Record list:
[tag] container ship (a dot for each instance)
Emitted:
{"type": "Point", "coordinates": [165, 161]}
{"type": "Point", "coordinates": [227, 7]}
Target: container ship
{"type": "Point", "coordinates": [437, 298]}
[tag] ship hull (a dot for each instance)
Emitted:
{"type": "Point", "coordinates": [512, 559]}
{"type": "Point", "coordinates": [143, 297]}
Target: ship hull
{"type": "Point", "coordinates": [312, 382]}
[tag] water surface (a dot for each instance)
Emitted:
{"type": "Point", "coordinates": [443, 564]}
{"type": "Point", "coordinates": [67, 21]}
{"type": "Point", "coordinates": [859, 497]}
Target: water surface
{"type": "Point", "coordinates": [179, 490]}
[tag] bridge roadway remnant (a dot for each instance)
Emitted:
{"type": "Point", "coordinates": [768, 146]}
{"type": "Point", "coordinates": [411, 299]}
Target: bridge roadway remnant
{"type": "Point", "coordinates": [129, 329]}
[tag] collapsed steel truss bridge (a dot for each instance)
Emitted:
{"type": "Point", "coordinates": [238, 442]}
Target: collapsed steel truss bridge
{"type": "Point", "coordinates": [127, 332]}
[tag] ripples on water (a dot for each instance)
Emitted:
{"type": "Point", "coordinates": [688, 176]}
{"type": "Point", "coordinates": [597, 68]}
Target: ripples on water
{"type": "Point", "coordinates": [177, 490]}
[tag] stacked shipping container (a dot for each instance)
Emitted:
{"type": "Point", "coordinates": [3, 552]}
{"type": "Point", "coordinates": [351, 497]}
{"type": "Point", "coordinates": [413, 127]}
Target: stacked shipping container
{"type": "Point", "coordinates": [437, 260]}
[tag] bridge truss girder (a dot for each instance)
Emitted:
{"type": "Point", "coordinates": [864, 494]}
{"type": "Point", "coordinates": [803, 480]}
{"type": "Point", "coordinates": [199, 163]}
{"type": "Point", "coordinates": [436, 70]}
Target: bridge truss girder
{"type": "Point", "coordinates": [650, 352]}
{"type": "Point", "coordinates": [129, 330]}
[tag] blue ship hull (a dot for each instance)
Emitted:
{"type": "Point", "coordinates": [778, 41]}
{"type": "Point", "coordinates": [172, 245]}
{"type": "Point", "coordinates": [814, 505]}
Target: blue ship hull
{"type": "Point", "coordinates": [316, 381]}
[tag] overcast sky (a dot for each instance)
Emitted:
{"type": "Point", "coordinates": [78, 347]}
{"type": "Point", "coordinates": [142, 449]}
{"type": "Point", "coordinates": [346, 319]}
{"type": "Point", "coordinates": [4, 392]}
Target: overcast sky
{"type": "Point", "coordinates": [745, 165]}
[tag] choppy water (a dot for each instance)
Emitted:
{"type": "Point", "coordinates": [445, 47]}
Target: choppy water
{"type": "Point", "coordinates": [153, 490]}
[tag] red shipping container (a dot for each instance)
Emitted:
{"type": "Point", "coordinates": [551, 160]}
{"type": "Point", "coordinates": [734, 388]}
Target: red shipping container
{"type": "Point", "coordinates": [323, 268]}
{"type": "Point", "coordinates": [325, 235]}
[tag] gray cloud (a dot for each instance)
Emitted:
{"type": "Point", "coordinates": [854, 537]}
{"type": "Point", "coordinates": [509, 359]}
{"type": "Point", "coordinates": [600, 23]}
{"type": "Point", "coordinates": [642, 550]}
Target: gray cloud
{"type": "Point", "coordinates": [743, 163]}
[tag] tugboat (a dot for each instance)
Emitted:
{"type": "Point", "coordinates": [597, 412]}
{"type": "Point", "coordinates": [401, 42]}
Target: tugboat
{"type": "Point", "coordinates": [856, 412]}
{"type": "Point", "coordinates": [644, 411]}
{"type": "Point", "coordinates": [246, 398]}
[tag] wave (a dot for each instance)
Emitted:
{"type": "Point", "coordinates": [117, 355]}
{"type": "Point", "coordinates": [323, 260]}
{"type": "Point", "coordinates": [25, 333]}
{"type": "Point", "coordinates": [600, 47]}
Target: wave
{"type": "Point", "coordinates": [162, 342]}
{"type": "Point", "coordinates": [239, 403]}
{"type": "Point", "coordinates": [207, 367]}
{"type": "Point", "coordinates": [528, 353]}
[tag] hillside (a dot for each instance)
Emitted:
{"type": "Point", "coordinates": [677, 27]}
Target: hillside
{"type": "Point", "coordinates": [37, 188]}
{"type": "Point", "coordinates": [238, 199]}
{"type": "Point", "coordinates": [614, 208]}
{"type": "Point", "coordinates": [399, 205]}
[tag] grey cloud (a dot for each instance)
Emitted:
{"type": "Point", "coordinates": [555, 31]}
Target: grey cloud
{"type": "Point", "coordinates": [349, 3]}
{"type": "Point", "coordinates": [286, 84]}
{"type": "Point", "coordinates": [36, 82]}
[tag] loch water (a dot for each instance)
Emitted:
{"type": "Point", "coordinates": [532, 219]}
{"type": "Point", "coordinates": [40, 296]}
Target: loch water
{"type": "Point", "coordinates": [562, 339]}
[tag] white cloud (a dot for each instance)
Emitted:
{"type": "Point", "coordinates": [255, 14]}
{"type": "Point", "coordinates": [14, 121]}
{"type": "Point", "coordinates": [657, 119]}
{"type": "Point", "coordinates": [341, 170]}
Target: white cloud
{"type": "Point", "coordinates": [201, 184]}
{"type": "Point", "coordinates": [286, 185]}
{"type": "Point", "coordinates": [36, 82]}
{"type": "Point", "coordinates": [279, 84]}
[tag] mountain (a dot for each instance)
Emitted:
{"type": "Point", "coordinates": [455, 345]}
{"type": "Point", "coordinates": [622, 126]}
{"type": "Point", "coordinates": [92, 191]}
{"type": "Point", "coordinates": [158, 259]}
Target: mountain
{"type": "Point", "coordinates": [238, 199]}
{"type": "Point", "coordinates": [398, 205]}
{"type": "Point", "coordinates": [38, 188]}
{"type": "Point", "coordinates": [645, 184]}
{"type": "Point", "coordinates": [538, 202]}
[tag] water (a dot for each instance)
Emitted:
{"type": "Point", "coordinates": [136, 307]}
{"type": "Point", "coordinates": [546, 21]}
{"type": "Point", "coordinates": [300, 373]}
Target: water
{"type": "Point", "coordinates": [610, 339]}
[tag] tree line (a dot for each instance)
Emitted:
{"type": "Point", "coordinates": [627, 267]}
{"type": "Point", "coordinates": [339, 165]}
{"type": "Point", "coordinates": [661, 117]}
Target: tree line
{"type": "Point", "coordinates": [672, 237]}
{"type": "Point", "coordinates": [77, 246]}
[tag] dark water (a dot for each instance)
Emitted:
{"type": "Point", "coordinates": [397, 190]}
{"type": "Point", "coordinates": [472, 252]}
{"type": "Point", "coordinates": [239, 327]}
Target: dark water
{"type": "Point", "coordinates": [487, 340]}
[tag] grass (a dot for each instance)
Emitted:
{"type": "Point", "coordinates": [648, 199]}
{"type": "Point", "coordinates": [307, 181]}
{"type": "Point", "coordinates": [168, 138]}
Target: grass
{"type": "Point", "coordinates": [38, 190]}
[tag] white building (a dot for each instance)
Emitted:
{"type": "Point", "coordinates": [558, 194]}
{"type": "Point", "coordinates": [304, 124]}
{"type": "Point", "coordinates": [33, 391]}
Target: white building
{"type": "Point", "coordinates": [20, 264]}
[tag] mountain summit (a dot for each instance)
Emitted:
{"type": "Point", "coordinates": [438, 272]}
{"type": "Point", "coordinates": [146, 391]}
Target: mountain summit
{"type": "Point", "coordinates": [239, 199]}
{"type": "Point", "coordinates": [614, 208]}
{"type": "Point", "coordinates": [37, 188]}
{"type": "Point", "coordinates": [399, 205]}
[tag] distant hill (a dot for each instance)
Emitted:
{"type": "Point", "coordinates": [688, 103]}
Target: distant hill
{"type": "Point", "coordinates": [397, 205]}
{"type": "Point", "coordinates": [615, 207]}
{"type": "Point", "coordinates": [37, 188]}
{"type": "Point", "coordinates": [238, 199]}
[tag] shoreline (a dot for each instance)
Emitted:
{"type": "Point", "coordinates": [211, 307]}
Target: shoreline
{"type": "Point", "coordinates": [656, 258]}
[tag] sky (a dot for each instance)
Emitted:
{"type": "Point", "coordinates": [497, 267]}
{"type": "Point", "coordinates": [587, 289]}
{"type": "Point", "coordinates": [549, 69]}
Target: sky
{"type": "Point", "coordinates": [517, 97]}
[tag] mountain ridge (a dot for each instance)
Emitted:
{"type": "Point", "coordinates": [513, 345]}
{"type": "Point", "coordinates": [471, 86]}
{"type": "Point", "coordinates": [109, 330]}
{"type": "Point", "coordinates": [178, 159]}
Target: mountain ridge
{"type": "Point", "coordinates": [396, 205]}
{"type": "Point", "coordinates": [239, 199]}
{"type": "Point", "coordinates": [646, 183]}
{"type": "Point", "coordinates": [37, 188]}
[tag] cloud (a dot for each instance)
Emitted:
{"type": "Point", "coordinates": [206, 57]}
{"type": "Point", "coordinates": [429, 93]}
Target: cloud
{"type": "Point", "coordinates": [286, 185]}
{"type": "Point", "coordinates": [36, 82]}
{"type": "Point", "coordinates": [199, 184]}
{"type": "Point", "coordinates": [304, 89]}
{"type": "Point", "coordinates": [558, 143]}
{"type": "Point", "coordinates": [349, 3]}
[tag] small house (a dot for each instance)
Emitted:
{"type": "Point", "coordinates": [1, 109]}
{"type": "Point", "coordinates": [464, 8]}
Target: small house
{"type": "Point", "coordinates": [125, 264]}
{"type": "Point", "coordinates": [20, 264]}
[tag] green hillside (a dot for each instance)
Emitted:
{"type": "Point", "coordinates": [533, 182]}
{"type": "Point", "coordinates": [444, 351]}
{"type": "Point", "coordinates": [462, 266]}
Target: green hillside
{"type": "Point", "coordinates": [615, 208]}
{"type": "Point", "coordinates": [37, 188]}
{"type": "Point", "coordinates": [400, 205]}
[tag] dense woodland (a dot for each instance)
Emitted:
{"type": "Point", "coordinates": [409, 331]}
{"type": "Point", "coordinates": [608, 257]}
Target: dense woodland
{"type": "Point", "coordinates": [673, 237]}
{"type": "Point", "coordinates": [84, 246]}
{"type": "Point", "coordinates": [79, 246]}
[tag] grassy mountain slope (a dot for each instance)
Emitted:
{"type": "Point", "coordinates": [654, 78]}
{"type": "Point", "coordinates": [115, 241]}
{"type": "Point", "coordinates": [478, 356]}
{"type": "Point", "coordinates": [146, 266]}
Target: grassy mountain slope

Exercise instructions:
Return precisely the lines of the records, starting with the line that holds "[tag] dense woodland" and ending with the last one.

Answer to the task:
[tag] dense woodland (a dot for each instance)
Emitted:
{"type": "Point", "coordinates": [409, 331]}
{"type": "Point", "coordinates": [608, 257]}
Target: dense woodland
{"type": "Point", "coordinates": [673, 237]}
{"type": "Point", "coordinates": [84, 246]}
{"type": "Point", "coordinates": [79, 246]}
[tag] grassy mountain slope (a dot for each instance)
Emitted:
{"type": "Point", "coordinates": [654, 78]}
{"type": "Point", "coordinates": [115, 241]}
{"type": "Point", "coordinates": [478, 356]}
{"type": "Point", "coordinates": [146, 266]}
Target: grassy mountain slope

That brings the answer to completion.